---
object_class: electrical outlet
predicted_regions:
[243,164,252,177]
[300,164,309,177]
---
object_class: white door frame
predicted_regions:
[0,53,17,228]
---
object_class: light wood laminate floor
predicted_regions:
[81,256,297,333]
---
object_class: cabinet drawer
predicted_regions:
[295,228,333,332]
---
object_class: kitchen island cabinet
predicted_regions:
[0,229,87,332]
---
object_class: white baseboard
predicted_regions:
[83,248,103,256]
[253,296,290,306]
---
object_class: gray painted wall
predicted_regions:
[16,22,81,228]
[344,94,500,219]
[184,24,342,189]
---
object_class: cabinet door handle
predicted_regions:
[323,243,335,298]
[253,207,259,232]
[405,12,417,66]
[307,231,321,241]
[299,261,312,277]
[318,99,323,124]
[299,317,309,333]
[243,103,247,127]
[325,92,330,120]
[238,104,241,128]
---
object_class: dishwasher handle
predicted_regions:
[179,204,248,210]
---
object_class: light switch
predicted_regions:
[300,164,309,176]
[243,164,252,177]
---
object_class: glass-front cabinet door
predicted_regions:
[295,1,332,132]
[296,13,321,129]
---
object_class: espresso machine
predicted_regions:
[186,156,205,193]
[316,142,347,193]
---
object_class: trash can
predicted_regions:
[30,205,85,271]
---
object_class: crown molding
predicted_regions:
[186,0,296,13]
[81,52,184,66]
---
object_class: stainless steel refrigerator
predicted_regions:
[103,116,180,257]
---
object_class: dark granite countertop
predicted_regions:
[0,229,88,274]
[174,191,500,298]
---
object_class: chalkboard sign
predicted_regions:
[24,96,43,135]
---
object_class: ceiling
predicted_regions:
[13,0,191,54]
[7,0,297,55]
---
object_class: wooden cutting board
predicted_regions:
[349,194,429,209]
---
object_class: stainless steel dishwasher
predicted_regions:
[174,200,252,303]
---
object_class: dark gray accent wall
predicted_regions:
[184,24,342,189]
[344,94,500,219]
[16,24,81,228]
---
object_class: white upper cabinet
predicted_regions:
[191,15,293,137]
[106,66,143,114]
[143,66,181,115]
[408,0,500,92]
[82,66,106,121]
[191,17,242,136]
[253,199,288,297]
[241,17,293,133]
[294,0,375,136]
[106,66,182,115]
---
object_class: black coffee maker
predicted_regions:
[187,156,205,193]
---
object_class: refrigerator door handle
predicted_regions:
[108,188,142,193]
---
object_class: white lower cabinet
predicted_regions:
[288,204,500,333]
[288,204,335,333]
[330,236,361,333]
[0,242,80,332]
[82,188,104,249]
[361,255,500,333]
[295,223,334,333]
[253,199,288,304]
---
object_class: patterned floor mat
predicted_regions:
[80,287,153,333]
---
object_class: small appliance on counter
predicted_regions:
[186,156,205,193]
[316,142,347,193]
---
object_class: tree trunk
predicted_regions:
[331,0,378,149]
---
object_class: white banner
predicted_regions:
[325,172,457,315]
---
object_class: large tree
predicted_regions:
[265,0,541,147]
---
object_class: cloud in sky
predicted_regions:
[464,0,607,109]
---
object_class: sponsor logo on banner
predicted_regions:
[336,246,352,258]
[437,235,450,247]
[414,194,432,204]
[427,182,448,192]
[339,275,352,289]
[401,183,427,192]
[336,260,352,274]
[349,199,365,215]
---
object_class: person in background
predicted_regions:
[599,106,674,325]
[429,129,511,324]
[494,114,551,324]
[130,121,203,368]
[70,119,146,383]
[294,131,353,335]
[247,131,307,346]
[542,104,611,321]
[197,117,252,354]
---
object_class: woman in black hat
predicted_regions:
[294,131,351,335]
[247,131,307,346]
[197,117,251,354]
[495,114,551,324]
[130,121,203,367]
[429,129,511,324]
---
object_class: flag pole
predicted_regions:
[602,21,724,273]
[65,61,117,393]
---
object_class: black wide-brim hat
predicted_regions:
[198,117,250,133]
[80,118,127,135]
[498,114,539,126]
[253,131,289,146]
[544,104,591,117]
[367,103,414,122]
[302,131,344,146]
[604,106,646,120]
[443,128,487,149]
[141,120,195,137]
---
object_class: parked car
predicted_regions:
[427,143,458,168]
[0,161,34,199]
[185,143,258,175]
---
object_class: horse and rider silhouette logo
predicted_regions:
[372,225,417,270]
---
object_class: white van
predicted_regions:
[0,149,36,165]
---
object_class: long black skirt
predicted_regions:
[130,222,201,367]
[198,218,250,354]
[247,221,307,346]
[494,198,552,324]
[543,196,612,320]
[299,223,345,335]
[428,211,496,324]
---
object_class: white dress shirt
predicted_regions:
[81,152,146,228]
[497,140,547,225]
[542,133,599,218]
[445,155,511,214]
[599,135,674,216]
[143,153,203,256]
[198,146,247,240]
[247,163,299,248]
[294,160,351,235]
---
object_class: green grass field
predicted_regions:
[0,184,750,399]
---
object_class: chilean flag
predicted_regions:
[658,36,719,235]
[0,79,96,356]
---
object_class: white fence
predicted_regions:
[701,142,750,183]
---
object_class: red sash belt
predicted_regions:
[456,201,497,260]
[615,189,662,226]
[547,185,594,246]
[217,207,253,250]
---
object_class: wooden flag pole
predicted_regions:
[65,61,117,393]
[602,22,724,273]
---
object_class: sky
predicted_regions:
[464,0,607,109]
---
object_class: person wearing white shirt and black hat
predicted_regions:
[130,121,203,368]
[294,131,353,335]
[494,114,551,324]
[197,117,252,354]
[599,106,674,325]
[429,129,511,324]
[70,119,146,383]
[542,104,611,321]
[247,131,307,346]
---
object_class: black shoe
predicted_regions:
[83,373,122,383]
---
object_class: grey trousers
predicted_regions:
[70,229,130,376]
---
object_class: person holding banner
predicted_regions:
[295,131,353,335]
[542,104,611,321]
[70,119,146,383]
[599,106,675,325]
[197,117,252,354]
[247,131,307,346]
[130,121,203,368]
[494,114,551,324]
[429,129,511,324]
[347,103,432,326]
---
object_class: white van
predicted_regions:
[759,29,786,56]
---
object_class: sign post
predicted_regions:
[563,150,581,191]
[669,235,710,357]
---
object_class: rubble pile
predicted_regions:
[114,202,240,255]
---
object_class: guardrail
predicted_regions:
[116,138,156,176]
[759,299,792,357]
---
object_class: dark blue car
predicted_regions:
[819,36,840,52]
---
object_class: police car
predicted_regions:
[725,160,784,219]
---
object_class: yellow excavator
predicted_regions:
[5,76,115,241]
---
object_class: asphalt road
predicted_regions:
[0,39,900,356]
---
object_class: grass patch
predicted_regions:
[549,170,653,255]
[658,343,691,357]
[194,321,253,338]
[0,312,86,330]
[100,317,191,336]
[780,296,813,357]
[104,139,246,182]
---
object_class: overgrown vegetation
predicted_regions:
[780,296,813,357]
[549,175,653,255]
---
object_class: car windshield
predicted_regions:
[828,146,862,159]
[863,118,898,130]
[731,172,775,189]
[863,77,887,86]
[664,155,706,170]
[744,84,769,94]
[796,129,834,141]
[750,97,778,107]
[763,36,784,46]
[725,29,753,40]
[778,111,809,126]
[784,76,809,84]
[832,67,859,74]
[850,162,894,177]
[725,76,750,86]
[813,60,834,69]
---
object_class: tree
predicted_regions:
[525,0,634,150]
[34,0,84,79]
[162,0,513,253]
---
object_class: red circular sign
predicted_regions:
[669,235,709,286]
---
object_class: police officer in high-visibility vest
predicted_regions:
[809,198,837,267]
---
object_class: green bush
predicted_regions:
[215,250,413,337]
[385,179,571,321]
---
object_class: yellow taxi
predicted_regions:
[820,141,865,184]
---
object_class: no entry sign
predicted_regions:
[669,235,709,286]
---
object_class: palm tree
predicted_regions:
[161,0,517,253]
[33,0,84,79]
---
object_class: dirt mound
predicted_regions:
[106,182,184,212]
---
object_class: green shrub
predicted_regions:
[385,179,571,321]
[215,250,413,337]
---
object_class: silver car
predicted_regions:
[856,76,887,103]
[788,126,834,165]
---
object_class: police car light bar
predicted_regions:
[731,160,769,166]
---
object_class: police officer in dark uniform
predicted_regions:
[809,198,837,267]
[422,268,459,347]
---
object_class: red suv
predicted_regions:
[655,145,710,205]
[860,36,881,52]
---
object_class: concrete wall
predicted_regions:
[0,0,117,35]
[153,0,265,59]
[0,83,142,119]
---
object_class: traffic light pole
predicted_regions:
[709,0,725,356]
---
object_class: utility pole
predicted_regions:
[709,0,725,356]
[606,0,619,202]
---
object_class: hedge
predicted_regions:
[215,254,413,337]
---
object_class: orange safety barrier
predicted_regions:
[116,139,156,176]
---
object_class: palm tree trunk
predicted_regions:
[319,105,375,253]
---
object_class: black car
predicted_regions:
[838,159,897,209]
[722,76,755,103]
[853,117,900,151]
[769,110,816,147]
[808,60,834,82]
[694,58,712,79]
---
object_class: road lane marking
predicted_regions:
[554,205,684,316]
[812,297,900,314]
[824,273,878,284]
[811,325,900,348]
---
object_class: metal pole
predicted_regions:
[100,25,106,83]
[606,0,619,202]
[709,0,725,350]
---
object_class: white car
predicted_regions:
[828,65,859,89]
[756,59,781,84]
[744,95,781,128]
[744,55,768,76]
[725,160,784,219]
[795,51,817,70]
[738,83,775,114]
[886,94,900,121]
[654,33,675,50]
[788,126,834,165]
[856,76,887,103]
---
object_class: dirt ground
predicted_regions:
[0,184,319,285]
━━━━━━
» **What you have to do**: Count the lines of the listing that contain the string "yellow", treating case as significant, and give only the resulting number.

» **Response to this task**: 2